>>>>

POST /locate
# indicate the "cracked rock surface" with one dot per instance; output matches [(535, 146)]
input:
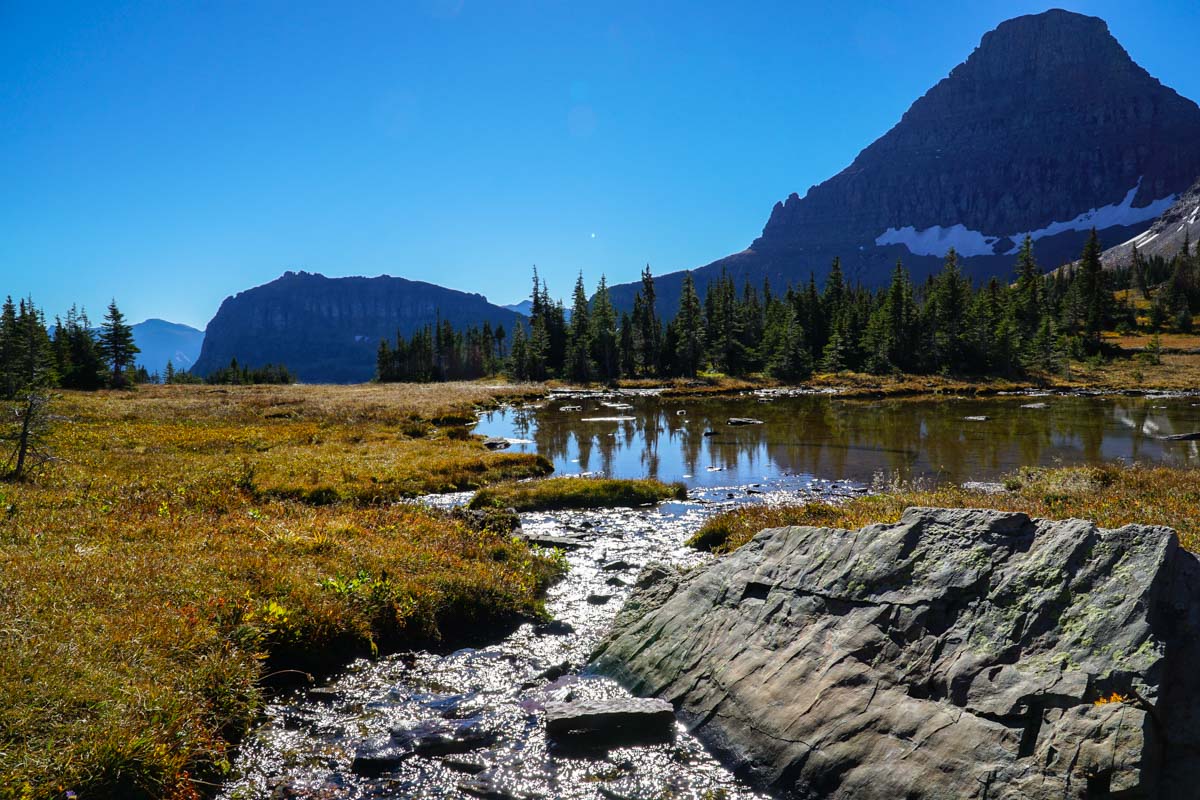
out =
[(954, 654)]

<<<<

• _PROBLEM DETAILS_:
Render every line of the entries above as a numbered list, skipping blank lines. Leave the pictures out of the answer.

• _FINISHED ANSWER_:
1. POST /locate
2. # indicate the "cracked rock surface" with one dot per instance; output matches [(535, 146)]
3. input:
4. out =
5. [(954, 654)]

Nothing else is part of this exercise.